- [Provided records]:
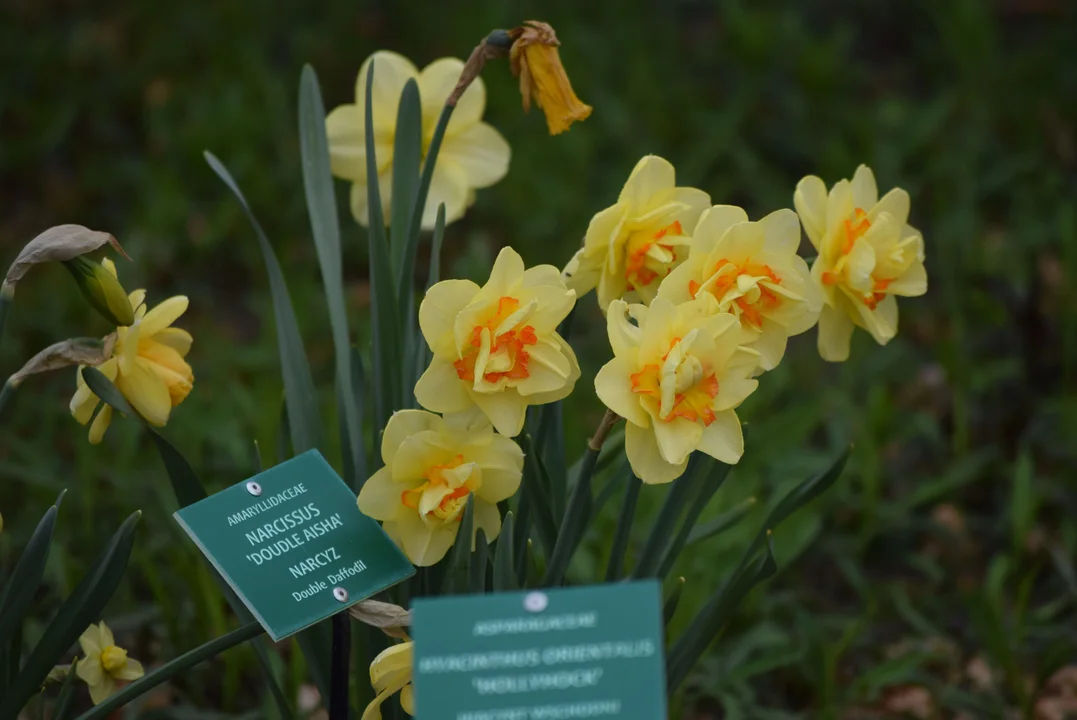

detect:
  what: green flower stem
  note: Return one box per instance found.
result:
[78,622,265,720]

- [Task details]:
Rewrite the lines of the records above as a numbered list, skipping blank lines and leaving out the pictures.

- [Exercise response]:
1. detect:
2.   what: green flower stem
3.   note: Return one box per instance found.
4. result:
5. [78,622,265,720]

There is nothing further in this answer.